Updated: 12.50pm
The Nationalist Party has called a public protest linked to the Vitals hospitals scandal on Monday.
It will be held outside parliament and follows a declaration by opposition leader Bernard Grech on Wednesday that his party would resort to 'parliamentary disobedience' after two rulings by the speaker denying requests for urgent debate on issues stemming from the Vitals inquiry and the subsequent filing of charges.
Last week the opposition sought an urgent debate on a motion calling for the publication in full of the Vitals inquiry report submitted by Magistrate Gabriella Vella. On Wednesday it sought a debate on its call for Deputy Prime Minister Chris Fearne and other co-accused in the Vitals case to step down.
The PN is calling its protest Nagħtu s-saħħa lill Maltin (Giving power to the Maltese), a play on Labour's European Parliament and local councils electoral slogan Saħħa lill-Maltin.
Its protest poster features Prime Minister Robert Abela and five of the accused in the Vitals case – former prime minister Joseph Muscat, Fearne, Central Bank Governor Edward Scicluna, former minister Konrad Mizzi and former chief of staff Keith Schembri.
In a recorded address to the nation, Grech said that this was an “unprecedented time in our country’s history”, with top public officials both past and present facing charges of money laundering, corruption and fraud.
Grech said that instead of ensuring that justice was administered, Prime Minister Robert Abela “unleashed a vicious attack on the judiciary to save his skin”.

## Assignment
Please extend the news report on the Nationalist Party's Vitals protest, picking up after its final sentence.

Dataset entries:

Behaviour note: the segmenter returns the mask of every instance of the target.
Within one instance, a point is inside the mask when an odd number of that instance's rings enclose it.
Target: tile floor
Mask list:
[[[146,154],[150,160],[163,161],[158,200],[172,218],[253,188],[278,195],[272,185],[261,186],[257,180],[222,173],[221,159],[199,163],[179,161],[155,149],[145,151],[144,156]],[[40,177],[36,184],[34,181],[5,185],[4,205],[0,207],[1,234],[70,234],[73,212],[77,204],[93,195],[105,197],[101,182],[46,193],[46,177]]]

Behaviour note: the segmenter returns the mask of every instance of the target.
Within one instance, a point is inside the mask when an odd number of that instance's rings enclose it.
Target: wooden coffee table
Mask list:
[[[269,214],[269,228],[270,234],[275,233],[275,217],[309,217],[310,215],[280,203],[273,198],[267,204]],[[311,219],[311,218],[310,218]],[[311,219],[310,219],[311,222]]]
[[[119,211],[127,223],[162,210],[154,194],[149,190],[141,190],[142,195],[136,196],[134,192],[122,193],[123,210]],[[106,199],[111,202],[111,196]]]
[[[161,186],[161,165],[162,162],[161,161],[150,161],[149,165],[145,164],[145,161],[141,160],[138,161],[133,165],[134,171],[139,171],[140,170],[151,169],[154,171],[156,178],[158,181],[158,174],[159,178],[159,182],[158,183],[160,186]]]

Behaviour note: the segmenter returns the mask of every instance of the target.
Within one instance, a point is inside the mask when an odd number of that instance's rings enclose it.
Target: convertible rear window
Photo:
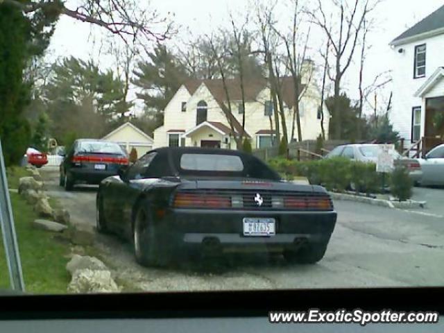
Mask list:
[[[240,172],[244,163],[239,156],[216,154],[183,154],[180,168],[197,171]]]

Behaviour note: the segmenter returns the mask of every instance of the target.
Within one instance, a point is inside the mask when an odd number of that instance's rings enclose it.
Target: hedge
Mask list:
[[[352,185],[357,192],[369,194],[381,193],[383,182],[384,187],[391,184],[390,175],[377,173],[375,164],[343,157],[303,162],[276,158],[268,163],[287,179],[306,177],[310,184],[323,185],[329,191],[343,191]]]

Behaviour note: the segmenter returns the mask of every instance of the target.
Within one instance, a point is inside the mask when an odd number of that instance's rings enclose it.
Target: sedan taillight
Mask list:
[[[421,164],[419,162],[409,162],[407,163],[407,169],[409,170],[418,170],[421,169]]]
[[[188,193],[178,193],[174,198],[173,205],[176,208],[229,208],[231,207],[230,198],[207,195],[205,196]]]
[[[100,157],[97,156],[74,156],[71,160],[73,163],[81,163],[83,162],[89,163],[112,163],[114,164],[126,165],[128,164],[126,157]]]

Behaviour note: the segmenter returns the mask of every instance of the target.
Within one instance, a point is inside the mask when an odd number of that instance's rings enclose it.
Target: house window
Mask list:
[[[205,101],[200,101],[197,103],[197,112],[196,115],[196,125],[207,121],[208,106]]]
[[[421,136],[421,107],[412,109],[411,116],[411,142],[417,142]]]
[[[237,112],[239,112],[239,114],[244,114],[244,104],[242,104],[241,103],[239,103],[237,105]]]
[[[179,137],[180,137],[180,135],[178,133],[169,133],[168,134],[168,146],[169,147],[178,147]]]
[[[415,46],[414,78],[425,76],[425,44]]]
[[[273,146],[273,139],[271,135],[258,135],[257,148],[270,148]]]
[[[264,114],[267,117],[273,115],[273,101],[266,101]]]

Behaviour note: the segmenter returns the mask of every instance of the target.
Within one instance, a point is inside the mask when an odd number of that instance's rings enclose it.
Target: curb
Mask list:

## Written response
Accusing Abela of knowing what the inquiry contains, Grech said that he is using its contents to “attack journalists and all those who don’t sing from the government’s hymn sheet”.
Grech also had harsh words for the police force, saying that this investigation should have been carried out years ago, “when many, including PN, were pointing to the corruption in this deal”.
Meanwhile, Grech said, the state broadcaster remains “a censorship tool in favour of the government, despite losing one case after another”.
“Everyone who was named in this case and holds public office must resign,” he said.
The Vitals case has dominated headlines since the magistrate concluded her four-year inquiry into the government's grant of a concession for the management of three state hospitals to Vitals Global Healthcare in 2015.
Vitals later transferred the concession to Steward Healthcare and the concession was declared null by Malta's highest court in February after finding fraud.
Charges in connection with the case were filed in court on Monday but no arraignment date has been announced yet.